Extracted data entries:
** BEGIN **

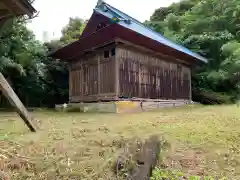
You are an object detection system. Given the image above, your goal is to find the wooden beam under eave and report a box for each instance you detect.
[0,73,37,132]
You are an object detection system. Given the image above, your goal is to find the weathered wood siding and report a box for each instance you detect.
[117,46,191,99]
[69,45,116,102]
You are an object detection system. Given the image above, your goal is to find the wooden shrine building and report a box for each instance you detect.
[50,1,207,103]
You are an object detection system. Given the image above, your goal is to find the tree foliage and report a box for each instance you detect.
[146,0,240,102]
[60,17,86,44]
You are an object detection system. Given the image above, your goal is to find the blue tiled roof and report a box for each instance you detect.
[94,2,207,62]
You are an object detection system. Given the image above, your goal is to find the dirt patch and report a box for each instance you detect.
[161,146,205,176]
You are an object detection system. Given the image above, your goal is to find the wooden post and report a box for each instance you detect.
[114,47,121,99]
[0,73,36,132]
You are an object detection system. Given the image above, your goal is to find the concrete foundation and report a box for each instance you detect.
[56,100,190,113]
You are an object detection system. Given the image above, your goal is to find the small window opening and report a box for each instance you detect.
[96,23,107,31]
[111,48,116,56]
[104,51,109,58]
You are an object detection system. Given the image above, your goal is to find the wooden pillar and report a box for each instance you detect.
[114,48,120,98]
[97,55,101,101]
[0,73,37,132]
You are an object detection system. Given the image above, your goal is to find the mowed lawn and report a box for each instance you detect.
[0,105,240,180]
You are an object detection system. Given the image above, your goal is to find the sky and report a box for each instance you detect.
[28,0,178,41]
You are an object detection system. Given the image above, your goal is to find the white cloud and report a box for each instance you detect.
[28,0,178,40]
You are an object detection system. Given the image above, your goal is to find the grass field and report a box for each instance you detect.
[0,105,240,180]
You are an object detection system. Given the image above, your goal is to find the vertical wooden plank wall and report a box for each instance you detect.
[69,46,116,102]
[117,47,191,100]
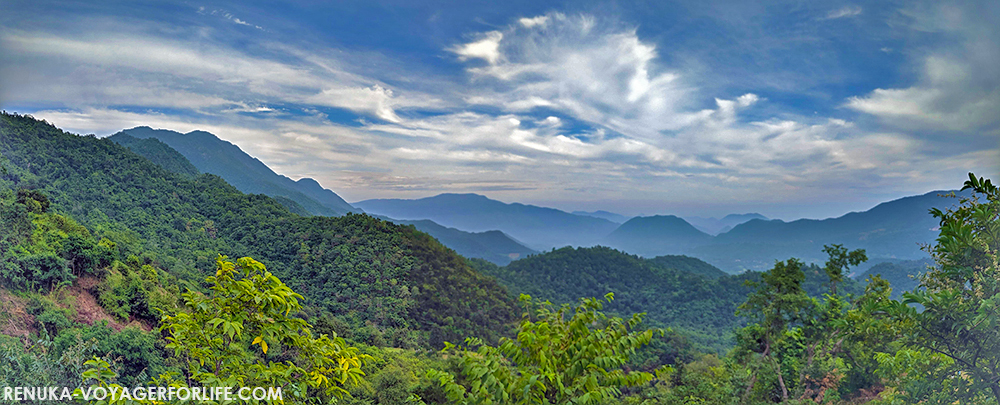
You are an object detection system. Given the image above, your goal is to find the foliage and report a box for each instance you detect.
[0,113,516,348]
[161,256,368,401]
[890,173,1000,402]
[430,294,656,404]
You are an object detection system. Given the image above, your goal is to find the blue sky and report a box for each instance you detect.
[0,0,1000,218]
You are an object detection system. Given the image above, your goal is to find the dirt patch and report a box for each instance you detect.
[65,284,137,331]
[75,275,101,292]
[0,289,38,337]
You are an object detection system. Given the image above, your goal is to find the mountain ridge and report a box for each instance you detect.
[108,126,359,216]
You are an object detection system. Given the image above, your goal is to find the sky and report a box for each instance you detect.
[0,0,1000,219]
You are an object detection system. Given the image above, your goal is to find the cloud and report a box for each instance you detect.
[826,6,862,20]
[517,15,549,28]
[451,31,503,64]
[453,13,701,141]
[0,4,1000,216]
[0,31,432,122]
[845,3,1000,136]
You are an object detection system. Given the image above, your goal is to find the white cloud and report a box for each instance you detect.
[845,3,1000,135]
[517,15,549,28]
[826,6,862,20]
[451,31,503,65]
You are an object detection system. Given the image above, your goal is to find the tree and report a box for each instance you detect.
[892,173,1000,403]
[737,258,814,400]
[428,293,662,405]
[823,245,868,295]
[161,256,369,402]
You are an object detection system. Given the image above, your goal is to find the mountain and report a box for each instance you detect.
[571,211,628,224]
[354,194,617,250]
[108,127,358,216]
[684,213,767,235]
[687,191,967,272]
[0,113,518,349]
[474,246,864,351]
[647,255,728,279]
[601,215,712,256]
[855,258,934,299]
[386,218,538,266]
[108,134,201,177]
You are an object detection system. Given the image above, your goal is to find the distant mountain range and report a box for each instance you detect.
[355,191,955,273]
[381,217,538,266]
[109,127,538,265]
[354,194,618,250]
[601,215,712,257]
[109,127,359,216]
[111,127,968,274]
[571,211,628,224]
[684,213,767,235]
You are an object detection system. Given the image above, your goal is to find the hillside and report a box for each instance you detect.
[570,210,628,224]
[602,215,712,256]
[385,218,538,266]
[0,114,515,348]
[354,194,617,250]
[647,255,728,279]
[109,127,358,216]
[689,191,957,272]
[854,258,934,299]
[475,246,864,351]
[684,213,767,235]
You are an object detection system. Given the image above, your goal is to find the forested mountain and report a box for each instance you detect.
[647,255,729,279]
[0,113,515,347]
[687,191,967,272]
[602,215,712,256]
[385,218,538,265]
[109,127,358,216]
[112,134,201,177]
[684,213,767,235]
[854,258,934,299]
[475,246,864,351]
[354,194,617,250]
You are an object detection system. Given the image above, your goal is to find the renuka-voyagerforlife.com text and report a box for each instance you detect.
[3,386,282,402]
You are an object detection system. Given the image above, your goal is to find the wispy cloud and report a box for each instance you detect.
[845,2,1000,137]
[0,1,1000,216]
[826,6,862,20]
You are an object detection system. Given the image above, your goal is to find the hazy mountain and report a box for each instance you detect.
[601,215,712,256]
[684,213,767,235]
[110,127,358,216]
[854,258,934,299]
[354,194,618,250]
[571,211,628,224]
[383,217,538,266]
[647,255,728,278]
[688,191,957,272]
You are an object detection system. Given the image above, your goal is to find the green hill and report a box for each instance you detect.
[649,255,729,279]
[474,246,864,351]
[855,259,934,299]
[354,194,618,249]
[0,113,516,348]
[109,127,358,216]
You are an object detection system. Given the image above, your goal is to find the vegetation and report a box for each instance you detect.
[429,294,662,405]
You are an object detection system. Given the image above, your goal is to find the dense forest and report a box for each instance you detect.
[0,113,1000,405]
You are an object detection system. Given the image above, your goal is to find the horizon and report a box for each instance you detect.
[0,1,1000,221]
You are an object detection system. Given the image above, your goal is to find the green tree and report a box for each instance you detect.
[892,173,1000,403]
[737,258,814,400]
[428,293,662,405]
[823,245,868,295]
[161,256,369,402]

** END **

TASK INSTRUCTIONS:
Could you copy out every one of the lines above word for word, leaving the pictures out?

RESULT FOR THIS EXERCISE:
You are an object detection system. Given the image above, your goal is to find the wooden beam under eave and report a box for each instance you detect.
[0,73,37,132]
You are an object detection system. Given the image above, your goal is to find the weathered wood siding and report a box for each instance you detect.
[117,46,191,99]
[69,45,116,102]
You are an object detection system. Given the image above, your goal is to find the wooden shrine building and report a box for each instance you detect.
[50,1,207,103]
You are an object detection system. Given the image above, your goal is to find the tree foliage and report a box for each instance you detect.
[146,0,240,102]
[60,17,86,44]
You are an object detection system. Given the image above, your goal is to find the blue tiled roof and report a box for each instance you detect.
[94,2,207,62]
You are an object detection system. Given the image above, your goal is to find the dirt patch and report a box for each instance you detect.
[161,146,205,176]
You are an object detection system. Given the image above, your goal is to find the wooden post and report a box for each instance you detect.
[114,47,121,99]
[0,73,36,132]
You are an object detection system. Given the image above, your goal is to find the concrete foundation and report a box for each instance you detect.
[56,100,190,113]
You are an object detection system. Given the image above, your goal is to find the small window opening and report a box for each instance you detect.
[96,23,107,31]
[111,48,116,56]
[104,51,109,58]
You are an object detection system. Given the image above, your goal is to find the wooden pillar and report a box for each instance you detect.
[114,48,120,98]
[97,55,101,101]
[0,73,37,132]
You are an object detection system. Given the image above, your goal is to find the mowed lawn and report a box for each instance you detect.
[0,105,240,180]
You are an object detection system. Given the image above, your goal is to find the sky and report a box for each instance you detect.
[28,0,178,41]
You are an object detection system. Given the image above, your goal is to find the white cloud and report a box for each instance you detect.
[28,0,178,40]
You are an object detection system. Given the image above, your goal is to find the grass field and report a box for each instance you detect.
[0,105,240,180]
You are an object detection system. Given the image above, your goal is to find the vertical wooden plank wall and report a box for each instance you detect.
[69,46,116,102]
[117,47,191,100]
You are an object detection system. Given the image above, your goal is to find the foliage and report a box for each instance you detect.
[0,113,516,348]
[161,256,368,401]
[890,173,1000,402]
[430,294,656,404]
You are an object detection system. Given the image above, your goal is to find the blue sky and report a box for each instance you detect.
[0,0,1000,218]
You are an object detection system. Given the image above, your goal is to find the dirt patch and report a box for each instance you detect.
[65,284,137,331]
[75,275,101,292]
[0,289,38,337]
You are an object detection system. Given the image above, your goal is to find the mountain ridge and report a box for each instance you detect.
[108,126,359,216]
You are an object detection system. Given the image above, your goal is to find the sky and report a box for each instance you detect.
[0,0,1000,219]
You are an object detection system. Given the image above, your goal is to find the cloud and report a box for each instance you detect.
[826,6,862,20]
[517,15,549,28]
[451,31,503,64]
[453,13,701,141]
[0,4,1000,216]
[0,31,432,122]
[845,3,1000,136]
You are an object detection system. Given the image above, your goal is to find the white cloud and report a box for each instance you detect.
[845,3,1000,135]
[517,15,549,28]
[826,6,862,20]
[451,31,503,65]
You are an object detection system. Given the image above, your goal is to find the tree and report a box for each instance you detect.
[892,173,1000,403]
[737,258,814,400]
[428,293,662,405]
[823,245,868,295]
[161,256,369,402]
You are an object detection system. Given the image above, your goal is to find the mountain and report a box for each instance you detect.
[571,211,628,224]
[354,194,617,250]
[108,127,358,216]
[684,213,767,235]
[687,191,967,272]
[0,113,518,349]
[474,246,864,351]
[647,255,728,279]
[601,215,712,256]
[855,258,934,299]
[386,218,538,266]
[108,134,201,177]
You are an object detection system. Given the image above, your goal is to find the distant mountain range and report a box for each instance you detect.
[355,191,955,273]
[381,217,538,266]
[109,127,538,265]
[354,194,618,250]
[601,215,712,257]
[109,127,359,216]
[111,127,968,274]
[571,211,628,224]
[684,213,767,235]
You are an object detection system. Given the image above, your goal is to find the hillside and report a box for each instance you detect.
[570,210,628,224]
[602,215,712,256]
[385,218,538,266]
[0,114,515,348]
[354,194,617,250]
[647,255,728,279]
[109,127,358,216]
[689,191,957,272]
[854,258,934,299]
[475,246,864,351]
[684,213,767,235]
You are an object detection system. Given the image above, your goal is to find the forested mountain and report a box for each instance you detect.
[647,255,729,279]
[0,113,515,347]
[687,191,967,272]
[602,215,712,256]
[385,218,538,265]
[109,127,358,216]
[112,134,201,177]
[684,213,767,235]
[854,258,934,299]
[475,246,864,351]
[354,194,617,250]
You are an object detection system. Given the image above, your goal is to find the renuka-voyagerforlife.com text and report a box for each instance you detect.
[3,386,282,402]
You are an object detection system. Given the image above, your goal is to find the wispy cloud and report a box for each instance you detect.
[845,2,1000,137]
[0,1,1000,216]
[826,6,862,20]
You are an object detection system. Given the image above, your goal is to find the hazy mountain and report a box for each instance you detect.
[601,215,712,256]
[684,213,767,235]
[110,127,358,216]
[854,258,934,299]
[354,194,618,250]
[571,211,628,224]
[383,217,538,266]
[647,255,728,278]
[688,191,957,272]
You are an object detection system. Given the image above, your goal is to find the green hill and report a box for each instance you detect.
[649,255,729,279]
[474,246,864,351]
[855,259,934,299]
[354,194,618,249]
[0,113,516,348]
[109,127,358,216]
You are an object detection system. Given the image above, your goal is to find the vegetation and report a box for each instance you detect.
[429,294,662,405]
You are an object detection system. Given the image above, your goal is to find the dense forest and report a box for each instance you detect.
[0,113,1000,405]
You are an object detection system. Given the image above, your goal is to find the horizon and report a box for each instance you detect.
[0,1,1000,221]
You are an object detection system. Given the image above, your goal is to find the green tree and report a box for each instance you detect.
[892,173,1000,403]
[737,258,814,400]
[428,293,662,405]
[823,245,868,295]
[161,256,369,402]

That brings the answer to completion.